• **QUOTED PASSAGE**
BEGIN

This should not be construed to mean I think the CJS is optimal. Rather, I think judges and prosecutors behave basically like the types of agents you would want in an optimal CJS. The real problem isn’t with the adjudicators, it’s with the arresting authorities and the laws. The arresting authorities have an easy enough fix in principle; we could just tie their pay to their successful prosecution rate (or any derivative of this plan). Would this fix magically give us an optimal CJS? No, but it would likely help fight the pervasive over-arresting of blacks by police. The more fundamental problem is the law generally. The optimal CJS is that which maximizes aggregate utility; by backward induction the optimal set of laws is that which maximizes aggregate utility.

I submit that the current set of laws is nowhere close to the utility maximizing set. While I think many laws are undesirable and should be repealed, the worst feature of our legal regime seems to be the given penalties for breaking most laws. We all know long prison sentences are overrated; the wise Alex Tabarrok prefers this alternative (do read his entire post):

I favor more police on the street to make punishment more quick, clear, and consistent. I would be much happier with more police on the street, however, if that policy was combined with an end to the “war on drugs”, shorter sentences, and an end to brutal post-prison policies that exclude millions of citizens from voting, housing, and jobs.

I suspect such a policy regime would move us unambiguously closer to the optimal regime (i.e. more deterrence and more utility), but it neglects the problem of police behavior. Presumably, the social costs would still be born disproportionately by populations of color.

Are Police Better People? Probably Not.

After reviewing the FCGDC data, it seems more likely that disparate black/white CJS outcomes are driven by police rather than judges or prosecutors. It seems the fundamental problem is that blacks are arrested at rates much higher than you would expect based on Fairfax County demographic information. There are a couple of ways to think about this. Perhaps (1) police officers tend to arrest blacks at lower level of confidence than whites with respect to suspected guilt. Perhaps (2) police arrest whites and blacks at comparable confidence levels but they target relatively black neighborhoods. Alternatively, (3) black populations may be associated with more crimes per capita than white populations. Given the relationship between income and criminality, it seems likely that the third option may have some truth – but it seems intuitively unlikely that this can account for the vast disparity between white and black arrest rates.

On the other hand, imagine that police officers maximize arrests at a certain level of confidence. Imagine that they have no bias against any particular group. In a highly stylized setting where a representative police officer can choose between patrolling two neighborhoods, identical in every way, he will be indifferent. Now suppose one neighborhood is somewhat poorer and the average inhabitant of that neighborhood is somewhat more likely to be involved in criminal activity. If this police officer is the ideal social agent (i.e. only cares about enforcing society’s laws), he will focus disproportionately on the poorer neighborhood. Specifically, he will patrol the poorer neighborhood until the marginal benefit of search (in arrests) equals the marginal cost (in time); at that point he will be indifferent between patrolling either neighborhood. In this scenario, the majority of arrests will come from the poorer neighborhood. If we assume the relative population size of the two neighborhoods is large compared to the size of the police force, we should expect a vast majority of arrests to come from the poorer neighborhood. If we add enough assumptions, we can create a scenario where the police behavior in Fairfax County today is “socially optimal” under the dubious meta-assumption that the Code of Virginia is optimally designed.

END

• **DATA PROVIDED**
BEGIN

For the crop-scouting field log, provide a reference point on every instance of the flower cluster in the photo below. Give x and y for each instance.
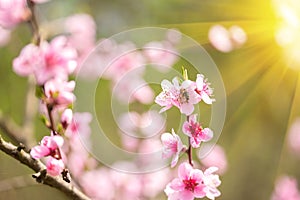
(191, 183)
(184, 95)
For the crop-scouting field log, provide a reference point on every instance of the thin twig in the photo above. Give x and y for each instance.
(30, 112)
(12, 130)
(33, 23)
(16, 182)
(39, 167)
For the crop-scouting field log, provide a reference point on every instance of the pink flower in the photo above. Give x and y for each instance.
(172, 146)
(182, 96)
(28, 60)
(195, 131)
(66, 118)
(203, 90)
(54, 166)
(286, 188)
(12, 12)
(48, 61)
(40, 1)
(188, 185)
(59, 60)
(4, 36)
(59, 92)
(49, 146)
(211, 182)
(79, 125)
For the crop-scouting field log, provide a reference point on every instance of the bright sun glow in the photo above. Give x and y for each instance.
(287, 34)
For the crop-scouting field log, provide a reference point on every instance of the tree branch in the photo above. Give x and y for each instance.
(12, 130)
(37, 166)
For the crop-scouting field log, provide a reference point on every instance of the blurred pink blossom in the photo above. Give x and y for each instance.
(294, 137)
(66, 118)
(59, 92)
(133, 88)
(203, 90)
(172, 146)
(4, 36)
(196, 133)
(54, 166)
(80, 125)
(162, 54)
(54, 60)
(49, 146)
(211, 182)
(175, 94)
(286, 188)
(148, 124)
(188, 185)
(97, 184)
(12, 12)
(227, 40)
(82, 29)
(216, 157)
(124, 58)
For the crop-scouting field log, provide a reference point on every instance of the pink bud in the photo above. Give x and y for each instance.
(66, 118)
(54, 166)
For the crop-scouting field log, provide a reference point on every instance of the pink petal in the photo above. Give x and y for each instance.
(187, 108)
(207, 134)
(184, 171)
(177, 184)
(39, 152)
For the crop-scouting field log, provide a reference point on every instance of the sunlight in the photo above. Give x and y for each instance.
(288, 31)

END

• **SET PROBLEM A**
In the criminal justice post, what fix does the writer propose for the arresting authorities?
• **SET PROBLEM B**
Which possible explanations does the criminal justice post give for blacks being arrested at much higher rates than Fairfax County demographics would predict? List every one.
• **SET PROBLEM C**
Continue the criminal justice post from its final sentence.

• **OUTPUT A**
Tying their pay to their successful prosecution rate, or some variation of that plan.

• **OUTPUT B**
1. Police officers may arrest blacks at a lower level of confidence about suspected guilt than whites.
2. Police may arrest whites and blacks at comparable confidence levels but target relatively black neighborhoods.
3. Black populations may be associated with more crimes per capita than white populations.

• **OUTPUT C**
Can we test to see if reality approximates the story above? Yes. We already know that blacks and whites face comparable trial outcomes when controlling for income, so it’s unlikely that the average black defendant is more guilty than the average white defendant (i.e. the fact bundle against black defendants seems as strong as the bundle against white defendants on average). So what? The important takeaway from this fact is that one group doesn’t seem to commit crimes more conspicuously or hide crimes more adeptly; framed differently, it isn’t easier to search for either black or white criminals, although the density of criminals in one area may be relatively higher than that of another area. This makes reality look somewhat similar to the theoretical world outlined above. We also know that blacks are relatively more likely than whites to have charges against them dropped. This suggests support for police behavior hypothesis (1), police arrest blacks at lower confidence levels than whites. Reviewing the FCGDC police data itself, we find additional support for hypothesis (1) and (2).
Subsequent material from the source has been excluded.